* **FRAGMENTO DEL TEXTO**:
Se prepara para la próxima

   Federico cuenta que intenta levantarse temprano todas las mañanas, se alimenta bien y nunca deja de entrenarse.

    Es más: se fue de vacaciones a su pueblo, pero volvió a Europa un mes antes de lo previsto para capacitarse junto a un grupo especial con el que trabajará en las próximas operaciones de Open Arms.

—¿Cuándo volvés a la tarea de rescate?

—Todavía no tengo una fecha definida, pero seguramente sea en octubre. Tampoco sé si me tocará Lesbos o el Mediterráneo central. Tengo muchas ganas de ir.

   Él cree que lo que hace es un parche mínimo de una gran pileta agujereada, pero es todo lo que puede hacer.

   “La situación empeora. Muchos dirigentes de Europa tampoco hacen demasiado por los refugiados, aunque también entiendo que es una decisión difícil de manejar. Me reconforta que al menos nosotros desde la ONG estamos muy cerca de lo que pasa”, dice.

Cómo se formó

Del canal de su pueblo al mar Egeo

   Federico es nieto de inmigrante. Su abuelo nació en Castello (Italia) y se vino a la Argentina con 36 años en busca de posibilidades.

* **CONSIGNA**:
Transcribe palabra por palabra el texto completo de arriba sobre Federico y su tarea de rescate.

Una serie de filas

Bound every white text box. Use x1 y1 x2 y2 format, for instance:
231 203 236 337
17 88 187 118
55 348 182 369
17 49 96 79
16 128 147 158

* **RESPUESTA ESCRITA**:
Se prepara para la próxima

   Federico cuenta que intenta levantarse temprano todas las mañanas, se alimenta bien y nunca deja de entrenarse.

    Es más: se fue de vacaciones a su pueblo, pero volvió a Europa un mes antes de lo previsto para capacitarse junto a un grupo especial con el que trabajará en las próximas operaciones de Open Arms.

—¿Cuándo volvés a la tarea de rescate?

—Todavía no tengo una fecha definida, pero seguramente sea en octubre. Tampoco sé si me tocará Lesbos o el Mediterráneo central. Tengo muchas ganas de ir.

   Él cree que lo que hace es un parche mínimo de una gran pileta agujereada, pero es todo lo que puede hacer.

   “La situación empeora. Muchos dirigentes de Europa tampoco hacen demasiado por los refugiados, aunque también entiendo que es una decisión difícil de manejar. Me reconforta que al menos nosotros desde la ONG estamos muy cerca de lo que pasa”, dice.

Cómo se formó

Del canal de su pueblo al mar Egeo

   Federico es nieto de inmigrante. Su abuelo nació en Castello (Italia) y se vino a la Argentina con 36 años en busca de posibilidades.